=== Quoted passage ===
IFRC


Red Cross Red Crescent honours volunteers at the 18th General Assembly

Published: 25 November 2011
The Henry Davison award, named after the IFRC’s founder, has been granted to outstanding individuals and National Societies for their valuable work. IFRC. The Henry Davison award, named after the IFRC’s founder, has been granted to outstanding individuals and National Societies for their valuable work. IFRC.

Geneva, November 24, 2011 – Today the International Federation of Red Cross and Red Crescent Societies (IFRC) held a special award ceremony during the 18th General Assembly in Geneva, Switzerland, to honour volunteers for their remarkable actions in the humanitarian field.

Ms. Geri Lau, IFRC's head of organizational development, said: “Volunteers are the ones who make time for others and put themselves out there everyday, often risking their lives for the sake of humanity. Recognizing their altruistic efforts is of primary importance for us.”

Since 2003, the Henry Davison award, named after the IFRC’s founder, has been granted to outstanding individuals and National Societies for their valuable work towards improving the lives of the most vulnerable through initiatives that build the capacity of National Societies, and for their lifetime dedication to voluntary service.

Two distinguished contributors to the IFRC’s mission have been honoured with the Henry Davison Award this year: Dr. Kee-Sun Ham, Founder and President of Hanseo University and member of the Republic of Korea National Red Cross committee, and Dr. Ivan Usichenko, president of the Ukranian Red Cross Society.

Youth as agents of change

Red Cross Red Crescent National Societies have also been rewarded for outstanding programs enhancing the role of youth as agents of change in their communities.

The Costa Rica Red Cross was recognized for its creative initiative, after creating an online radio station run by the Costa Rica Red Cross Youth. This was seen as a powerful communication tool that reaches the youth by speaking its language.

The Bulgarian Red Cross won an award for bringing together young people from different ethnic origins in initiatives that promote integration among themselves and within communities.

=== Exercise task 1 ===
Offset the entries: reproduce every line of both entries, requests included, and add 24 to each coordinate in the answer outlines. Leave the numbers in the requests and their sample outlines unchanged.
The IFRC announcement and the entries that follow have nothing to do with each other.

=== The data ===
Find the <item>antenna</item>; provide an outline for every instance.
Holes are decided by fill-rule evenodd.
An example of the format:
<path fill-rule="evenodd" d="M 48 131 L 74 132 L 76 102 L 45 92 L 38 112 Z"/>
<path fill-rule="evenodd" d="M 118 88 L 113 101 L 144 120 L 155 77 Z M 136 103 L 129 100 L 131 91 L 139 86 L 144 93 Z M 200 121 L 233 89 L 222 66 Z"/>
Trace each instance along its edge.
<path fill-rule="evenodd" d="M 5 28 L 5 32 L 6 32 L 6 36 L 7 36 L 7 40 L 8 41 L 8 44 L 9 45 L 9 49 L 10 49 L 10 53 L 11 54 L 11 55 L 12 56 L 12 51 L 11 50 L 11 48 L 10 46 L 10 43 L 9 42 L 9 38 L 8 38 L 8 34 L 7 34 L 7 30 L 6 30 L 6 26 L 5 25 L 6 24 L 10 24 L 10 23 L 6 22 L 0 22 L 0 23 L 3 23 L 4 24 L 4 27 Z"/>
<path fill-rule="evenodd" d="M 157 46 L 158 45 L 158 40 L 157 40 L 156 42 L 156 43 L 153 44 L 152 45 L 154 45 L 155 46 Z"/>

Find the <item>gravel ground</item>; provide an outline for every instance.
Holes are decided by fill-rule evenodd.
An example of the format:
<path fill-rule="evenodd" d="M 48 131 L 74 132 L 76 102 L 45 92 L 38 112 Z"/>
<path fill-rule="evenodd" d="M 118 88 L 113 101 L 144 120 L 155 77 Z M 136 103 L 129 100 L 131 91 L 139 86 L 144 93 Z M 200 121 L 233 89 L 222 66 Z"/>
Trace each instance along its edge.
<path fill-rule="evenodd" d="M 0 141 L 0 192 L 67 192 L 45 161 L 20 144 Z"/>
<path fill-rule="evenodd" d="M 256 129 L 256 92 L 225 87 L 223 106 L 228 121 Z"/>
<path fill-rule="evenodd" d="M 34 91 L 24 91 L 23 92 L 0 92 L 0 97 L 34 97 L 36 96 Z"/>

=== Exercise task 2 ===
According to the IFRC announcement, since what year has the Henry Davison award been granted?

=== Exercise solution 1 ===
Find the <item>antenna</item>; provide an outline for every instance.
Holes are decided by fill-rule evenodd.
An example of the format:
<path fill-rule="evenodd" d="M 48 131 L 74 132 L 76 102 L 45 92 L 38 112 Z"/>
<path fill-rule="evenodd" d="M 118 88 L 113 101 L 144 120 L 155 77 Z M 136 103 L 129 100 L 131 91 L 139 86 L 144 93 Z M 200 121 L 233 89 L 222 66 Z"/>
Trace each instance along its edge.
<path fill-rule="evenodd" d="M 29 52 L 29 56 L 30 56 L 30 60 L 31 60 L 31 64 L 32 65 L 32 68 L 33 69 L 33 73 L 34 73 L 34 77 L 35 78 L 35 79 L 36 80 L 36 75 L 35 74 L 35 72 L 34 70 L 34 67 L 33 66 L 33 62 L 32 62 L 32 58 L 31 58 L 31 54 L 30 54 L 30 50 L 29 49 L 30 48 L 34 48 L 34 47 L 30 46 L 24 46 L 24 47 L 27 47 L 28 48 L 28 51 Z"/>
<path fill-rule="evenodd" d="M 181 70 L 182 69 L 182 64 L 181 64 L 180 66 L 180 67 L 177 68 L 176 69 L 178 69 L 179 70 Z"/>

Find the <item>gravel ground</item>; provide an outline for every instance.
Holes are decided by fill-rule evenodd.
An example of the format:
<path fill-rule="evenodd" d="M 48 131 L 74 132 L 76 102 L 45 92 L 38 112 Z"/>
<path fill-rule="evenodd" d="M 118 88 L 113 101 L 144 120 L 155 77 Z M 136 103 L 129 100 L 131 91 L 139 86 L 144 93 Z M 200 121 L 233 89 L 222 66 Z"/>
Trace each instance along its edge.
<path fill-rule="evenodd" d="M 24 165 L 24 216 L 91 216 L 69 185 L 44 168 Z"/>
<path fill-rule="evenodd" d="M 280 153 L 280 116 L 249 111 L 247 130 L 252 145 Z"/>
<path fill-rule="evenodd" d="M 58 115 L 48 115 L 47 116 L 24 116 L 24 121 L 58 121 L 60 120 Z"/>

=== Exercise solution 2 ===
Since 2003.